Aim:
Print the entries below in their entirety, exactly as they are written.

^^^^^^^^^^^^^^^^

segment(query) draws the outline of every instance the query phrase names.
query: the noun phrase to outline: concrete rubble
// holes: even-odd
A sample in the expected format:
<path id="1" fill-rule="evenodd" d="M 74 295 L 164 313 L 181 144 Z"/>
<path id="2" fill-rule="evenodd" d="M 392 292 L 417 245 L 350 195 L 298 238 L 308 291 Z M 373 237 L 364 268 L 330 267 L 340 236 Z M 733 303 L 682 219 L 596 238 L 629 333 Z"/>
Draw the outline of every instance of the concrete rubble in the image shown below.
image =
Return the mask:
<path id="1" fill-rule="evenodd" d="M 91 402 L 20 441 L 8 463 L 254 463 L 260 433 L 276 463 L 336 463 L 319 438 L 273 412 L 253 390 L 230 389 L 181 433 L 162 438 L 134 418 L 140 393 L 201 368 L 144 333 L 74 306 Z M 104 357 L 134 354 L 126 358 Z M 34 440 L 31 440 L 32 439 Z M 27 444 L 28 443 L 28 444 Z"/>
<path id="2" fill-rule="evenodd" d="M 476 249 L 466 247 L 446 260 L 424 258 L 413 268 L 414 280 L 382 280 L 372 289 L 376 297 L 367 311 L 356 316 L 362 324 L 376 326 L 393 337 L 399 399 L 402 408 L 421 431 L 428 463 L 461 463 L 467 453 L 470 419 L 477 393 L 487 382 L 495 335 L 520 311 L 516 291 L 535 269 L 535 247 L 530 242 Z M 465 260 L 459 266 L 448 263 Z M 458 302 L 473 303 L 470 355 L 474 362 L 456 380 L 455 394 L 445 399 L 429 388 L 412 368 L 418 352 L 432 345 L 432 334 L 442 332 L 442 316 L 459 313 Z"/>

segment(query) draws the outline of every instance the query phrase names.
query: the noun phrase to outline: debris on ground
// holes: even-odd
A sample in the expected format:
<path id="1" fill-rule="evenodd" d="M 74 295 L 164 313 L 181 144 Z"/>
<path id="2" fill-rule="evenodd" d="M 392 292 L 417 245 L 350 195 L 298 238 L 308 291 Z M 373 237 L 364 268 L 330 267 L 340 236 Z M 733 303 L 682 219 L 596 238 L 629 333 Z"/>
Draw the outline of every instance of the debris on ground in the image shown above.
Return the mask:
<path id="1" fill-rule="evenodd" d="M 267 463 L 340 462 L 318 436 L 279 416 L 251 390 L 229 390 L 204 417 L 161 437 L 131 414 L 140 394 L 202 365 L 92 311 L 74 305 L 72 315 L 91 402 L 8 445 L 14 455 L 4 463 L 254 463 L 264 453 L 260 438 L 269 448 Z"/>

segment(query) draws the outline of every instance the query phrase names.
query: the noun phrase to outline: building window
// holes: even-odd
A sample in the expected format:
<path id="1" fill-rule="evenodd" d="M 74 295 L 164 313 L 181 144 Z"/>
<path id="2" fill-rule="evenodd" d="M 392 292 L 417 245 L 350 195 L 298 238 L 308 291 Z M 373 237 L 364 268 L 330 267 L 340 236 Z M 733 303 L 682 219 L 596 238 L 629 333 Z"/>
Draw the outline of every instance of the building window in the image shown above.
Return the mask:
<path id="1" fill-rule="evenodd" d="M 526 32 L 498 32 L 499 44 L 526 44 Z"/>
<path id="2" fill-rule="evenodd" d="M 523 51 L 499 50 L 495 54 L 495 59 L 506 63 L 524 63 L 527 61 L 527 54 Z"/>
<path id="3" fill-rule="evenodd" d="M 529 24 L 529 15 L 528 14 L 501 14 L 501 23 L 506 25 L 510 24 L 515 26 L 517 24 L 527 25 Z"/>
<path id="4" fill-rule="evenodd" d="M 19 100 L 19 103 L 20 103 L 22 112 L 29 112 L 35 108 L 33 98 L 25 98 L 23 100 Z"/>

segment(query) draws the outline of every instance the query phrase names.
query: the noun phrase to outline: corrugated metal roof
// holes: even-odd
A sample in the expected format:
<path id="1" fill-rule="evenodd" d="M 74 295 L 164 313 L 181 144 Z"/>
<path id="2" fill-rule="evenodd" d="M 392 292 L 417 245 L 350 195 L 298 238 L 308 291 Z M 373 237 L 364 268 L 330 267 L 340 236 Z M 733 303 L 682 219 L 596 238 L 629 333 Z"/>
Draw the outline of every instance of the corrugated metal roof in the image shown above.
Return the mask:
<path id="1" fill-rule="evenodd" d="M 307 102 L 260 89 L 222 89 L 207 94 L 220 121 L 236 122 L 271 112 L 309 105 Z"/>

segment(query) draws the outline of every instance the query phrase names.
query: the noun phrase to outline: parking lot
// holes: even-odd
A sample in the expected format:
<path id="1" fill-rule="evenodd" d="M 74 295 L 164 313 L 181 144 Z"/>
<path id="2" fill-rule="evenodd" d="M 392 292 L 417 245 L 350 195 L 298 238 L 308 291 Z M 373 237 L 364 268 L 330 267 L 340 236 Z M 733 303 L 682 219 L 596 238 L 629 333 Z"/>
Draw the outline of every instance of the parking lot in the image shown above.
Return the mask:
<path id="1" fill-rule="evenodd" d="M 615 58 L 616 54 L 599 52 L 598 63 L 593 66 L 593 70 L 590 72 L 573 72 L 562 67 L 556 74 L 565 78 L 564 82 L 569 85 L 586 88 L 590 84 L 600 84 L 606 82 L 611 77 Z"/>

^^^^^^^^^^^^^^^^

Task result:
segment(query) draws the outline of every instance the query phrase names.
query: the noun phrase to outline: concrete rubble
// holes: even-odd
A sample in the expected format:
<path id="1" fill-rule="evenodd" d="M 74 295 L 164 313 L 181 144 Z"/>
<path id="2" fill-rule="evenodd" d="M 392 292 L 417 245 L 350 195 L 298 238 L 308 291 Z M 373 237 L 364 268 L 330 267 L 340 236 Z M 733 303 L 682 219 L 596 238 L 629 333 Z"/>
Draw the outline of every instance of the concrete rubble in the image shown below.
image =
Return the mask:
<path id="1" fill-rule="evenodd" d="M 91 402 L 20 441 L 8 463 L 254 463 L 260 433 L 276 463 L 336 463 L 319 438 L 273 412 L 253 390 L 230 389 L 181 433 L 162 438 L 134 418 L 140 393 L 201 368 L 144 333 L 74 306 Z M 104 357 L 134 354 L 126 358 Z M 34 440 L 31 440 L 32 439 Z M 27 444 L 28 443 L 28 444 Z"/>
<path id="2" fill-rule="evenodd" d="M 476 249 L 466 247 L 446 260 L 424 258 L 413 268 L 414 280 L 382 280 L 372 289 L 376 297 L 367 311 L 356 316 L 362 324 L 376 326 L 393 337 L 399 399 L 402 408 L 421 431 L 428 463 L 461 463 L 467 453 L 470 419 L 477 393 L 487 382 L 495 335 L 520 311 L 516 291 L 535 269 L 535 247 L 530 242 Z M 465 260 L 459 266 L 448 263 Z M 458 302 L 473 303 L 470 355 L 474 362 L 456 380 L 455 394 L 445 399 L 429 388 L 412 368 L 418 352 L 432 345 L 432 334 L 442 332 L 442 316 L 459 313 Z"/>

segment(query) draws the outline of every instance the query phrase names.
query: the noun phrase to outline: debris on ground
// holes: even-odd
A sample in the expected format:
<path id="1" fill-rule="evenodd" d="M 74 295 L 164 313 L 181 144 Z"/>
<path id="2" fill-rule="evenodd" d="M 392 292 L 417 245 L 350 195 L 298 238 L 308 291 Z M 373 237 L 364 268 L 330 267 L 340 236 Z M 733 303 L 682 219 L 596 238 L 629 333 Z"/>
Draw the outline of every instance of the debris on ground in the image shown above.
Return the mask:
<path id="1" fill-rule="evenodd" d="M 267 463 L 340 462 L 318 436 L 279 416 L 251 390 L 229 390 L 204 417 L 161 437 L 131 414 L 140 394 L 202 365 L 92 311 L 74 305 L 72 315 L 91 402 L 8 445 L 14 455 L 4 463 L 254 463 L 264 453 L 260 438 L 269 448 Z"/>

segment(query) draws the outline of every instance the query phrase names.
query: the noun phrase to outline: building window
// holes: even-odd
A sample in the expected format:
<path id="1" fill-rule="evenodd" d="M 74 295 L 164 313 L 181 144 Z"/>
<path id="2" fill-rule="evenodd" d="M 392 292 L 417 245 L 350 195 L 298 238 L 308 291 Z M 373 237 L 364 268 L 330 267 L 340 236 Z M 733 303 L 682 219 L 596 238 L 629 333 Z"/>
Draw the outline of every instance of the building window in the image shown above.
Return the mask:
<path id="1" fill-rule="evenodd" d="M 526 32 L 498 32 L 499 44 L 526 44 Z"/>
<path id="2" fill-rule="evenodd" d="M 523 51 L 499 50 L 495 54 L 495 59 L 506 63 L 524 63 L 527 61 L 527 54 Z"/>
<path id="3" fill-rule="evenodd" d="M 529 24 L 529 15 L 528 14 L 501 14 L 501 23 L 506 25 L 510 24 L 515 26 L 517 24 L 527 25 Z"/>
<path id="4" fill-rule="evenodd" d="M 19 100 L 19 103 L 20 103 L 22 112 L 29 112 L 35 108 L 33 98 L 25 98 L 23 100 Z"/>

segment(query) draws the outline of every instance the query phrase names.
query: the noun phrase to outline: corrugated metal roof
// holes: even-odd
A sample in the expected format:
<path id="1" fill-rule="evenodd" d="M 74 295 L 164 313 L 181 144 Z"/>
<path id="2" fill-rule="evenodd" d="M 392 292 L 417 245 L 350 195 L 298 238 L 308 291 Z M 373 237 L 364 268 L 330 267 L 340 236 Z M 733 303 L 682 219 L 596 238 L 629 333 Z"/>
Draw the outline of every instance of the corrugated metal roof in the image shown above.
Return the mask:
<path id="1" fill-rule="evenodd" d="M 307 102 L 260 89 L 222 89 L 207 94 L 220 121 L 236 122 L 271 112 L 309 105 Z"/>

segment(query) draws the outline of every instance the query phrase names.
query: the noun phrase to outline: parking lot
// holes: even-odd
A sample in the expected format:
<path id="1" fill-rule="evenodd" d="M 74 295 L 164 313 L 181 144 Z"/>
<path id="2" fill-rule="evenodd" d="M 392 292 L 417 245 L 350 195 L 298 238 L 308 291 Z M 373 237 L 364 268 L 330 267 L 340 236 Z M 733 303 L 682 219 L 596 238 L 629 333 Z"/>
Draw the outline of every instance of the parking lot in the image shown above.
Return the mask:
<path id="1" fill-rule="evenodd" d="M 615 58 L 616 54 L 599 52 L 598 63 L 593 66 L 593 70 L 590 72 L 573 72 L 562 67 L 556 74 L 565 78 L 564 82 L 569 85 L 586 88 L 590 84 L 600 84 L 606 82 L 611 77 Z"/>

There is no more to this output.